**Objectives**
- a) Please translate this sentence from the forum thread into Spanish: "For the same reason I won't implement packet filtering."
- b) According to the forum thread, on how many bits at the start of a packet do the two simple filtering tests operate?
- c) Write out everything in the forum thread from "If we find we" down to "the packet. Eg.", substituting "screened" for "filtered".

**Document passage**
OK got it. I didn't realize you did the 1-3 extra bytes at the start when not long word aligned, and brought it back into alignment so it ended on a long. I thought you were doing things another way and merging two CRCs in different orders.
@ManAtWork said:
Ok, maybe my view is a bit limited. My target applications are quite simple like a data logger or some type of printer (which a CNC machine is also from the data flow point of view). There, you usually only can process one job at a time, anyway. If there are requests from multiple clients pending you need to tell the other ones to wait until the current job is done.
Of course, if you plan to use the P2 as web or file server there can be multiple ports open at the same time. Then the scenario you described is realistic and multiple short packets can arrive while long packets are still being processed. But then it shouldn't be a problem to assign 3 cogs or even more to that task.
Right, it's useful to think about different applications of the same PHY driver rather than a single use case, if the software is to be eventually used by other P2 users.
For the same reason I won't implement packet filtering. If done in the receiver cog it could only look for a single MAC address or broadcasts. Multicasts require a dynamic table and more time to process. And terminating the packet reception early won't gain anything as the receiving cog had to wait for the next packet, anyway.
If we find we need to filter at some point to reduce incoming load from hub LAN segments, detecting our MAC DA, the broadcasts and (all) public multicast addressed packets can be filtered with two very simple tests on the first 48 bits of the packet. Eg.
Exact 48 bit match for unicast DA.
Match a 1 bit in the LSB of the first MAC octet for all multicasts and this includes the broadcast MAC FF:FF:FF:FF:FF:FF.
I suspect this could be done in the PHY RX driver even if it had to be done at the end in IPG time by reading back data from HUB RAM.

**Provided material**
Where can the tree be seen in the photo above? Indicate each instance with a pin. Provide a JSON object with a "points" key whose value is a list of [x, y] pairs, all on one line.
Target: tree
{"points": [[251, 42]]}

**Task answers**
- a) Por la misma razón, no implementaré el filtrado de paquetes.

- b) The first 48 bits of the packet.

- c)
If we find we need to filter at some point to reduce incoming load from hub LAN segments, detecting our MAC DA, the broadcasts and (all) public multicast addressed packets can be screened with two very simple tests on the first 48 bits of the packet. Eg.